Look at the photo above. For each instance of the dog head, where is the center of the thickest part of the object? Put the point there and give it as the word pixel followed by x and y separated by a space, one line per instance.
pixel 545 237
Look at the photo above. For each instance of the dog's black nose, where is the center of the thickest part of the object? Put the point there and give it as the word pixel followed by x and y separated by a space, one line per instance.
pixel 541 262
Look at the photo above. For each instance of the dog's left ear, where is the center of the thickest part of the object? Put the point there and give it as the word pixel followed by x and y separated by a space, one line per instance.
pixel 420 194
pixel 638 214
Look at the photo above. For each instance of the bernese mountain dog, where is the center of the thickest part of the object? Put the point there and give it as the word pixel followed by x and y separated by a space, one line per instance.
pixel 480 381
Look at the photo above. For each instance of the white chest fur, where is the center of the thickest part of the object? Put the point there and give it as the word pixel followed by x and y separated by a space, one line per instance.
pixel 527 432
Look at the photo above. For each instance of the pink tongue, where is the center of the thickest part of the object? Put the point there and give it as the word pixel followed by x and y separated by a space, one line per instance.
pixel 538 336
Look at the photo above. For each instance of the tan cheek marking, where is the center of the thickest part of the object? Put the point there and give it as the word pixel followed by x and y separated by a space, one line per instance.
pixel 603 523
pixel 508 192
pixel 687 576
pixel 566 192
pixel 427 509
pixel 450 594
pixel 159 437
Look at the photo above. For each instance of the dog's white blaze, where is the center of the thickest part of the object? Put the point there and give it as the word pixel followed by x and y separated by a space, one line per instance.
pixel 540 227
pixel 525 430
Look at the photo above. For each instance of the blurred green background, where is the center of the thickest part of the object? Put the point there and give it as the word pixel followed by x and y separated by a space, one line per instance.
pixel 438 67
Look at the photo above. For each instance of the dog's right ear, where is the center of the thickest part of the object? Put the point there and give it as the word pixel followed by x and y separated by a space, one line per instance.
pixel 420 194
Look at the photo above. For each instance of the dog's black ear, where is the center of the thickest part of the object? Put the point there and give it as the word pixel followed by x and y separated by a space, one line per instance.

WHAT YOU SHOULD DO: Each record shown above must be reproduced exactly.

TASK ANSWER:
Look at the photo above. For each instance of the dog head, where is the center of the thickest part of the object? Put the point there and give it as the word pixel followed by x and y separated by a space, one line per instance.
pixel 545 237
Look at the photo above. For each instance of the dog's black nose, where is the center of the thickest part of the object? Put the point there and give it as the word pixel followed by x and y separated by a space, one line per instance.
pixel 541 262
Look at the photo above. For each instance of the dog's left ear, where is the center of the thickest part of the object? Put the point there and give it as the word pixel followed by x and y separated by a space, one line per instance.
pixel 420 194
pixel 638 214
Look at the photo above. For each instance of the bernese mountain dog, where is the center of the thickest part of the object? Put the point there and give it as the word pixel followed by x and y separated by a space, one line per instance.
pixel 480 381
Look at the photo above. For each instance of the white chest fur, where is the center of the thickest part of the object? Put the point there and give it as the word pixel followed by x and y separated by a space, one line per instance.
pixel 527 432
Look at the photo above. For each instance of the pink tongue, where is the center of the thickest part of the object? Put the point there and give it as the word pixel followed by x and y separated by a space, one line per instance.
pixel 538 336
Look at the photo above. For each instance of the tan cheek marking, where is the center of the thickest part of the object? Put the point there and give it as the word pixel followed by x and y separated by a space, one line per instance.
pixel 603 523
pixel 508 192
pixel 687 576
pixel 566 192
pixel 427 509
pixel 450 594
pixel 159 437
Look at the photo above. For each instance of the dog's white blaze, where is the center of the thickest part of the object? Put the point there and give it as the word pixel followed by x and y separated by a space, one line per instance.
pixel 540 227
pixel 525 430
Look at the photo above. For each instance of the blurred green background, where is the center of the thickest part of the object? Put the point there and give it as the word pixel followed by x and y separated by a space, one line per instance.
pixel 438 67
Look at the photo above. For each instance of the dog's right ear, where is the center of the thickest part of the object? Put the point there and give it as the word pixel followed by x and y separated by a space, one line per instance.
pixel 420 194
Look at the photo above. For each instance of the dog's black ear, where is the center of the thickest part of the object? Put the point there and give it as the word pixel followed by x and y separated by a space, one line per instance.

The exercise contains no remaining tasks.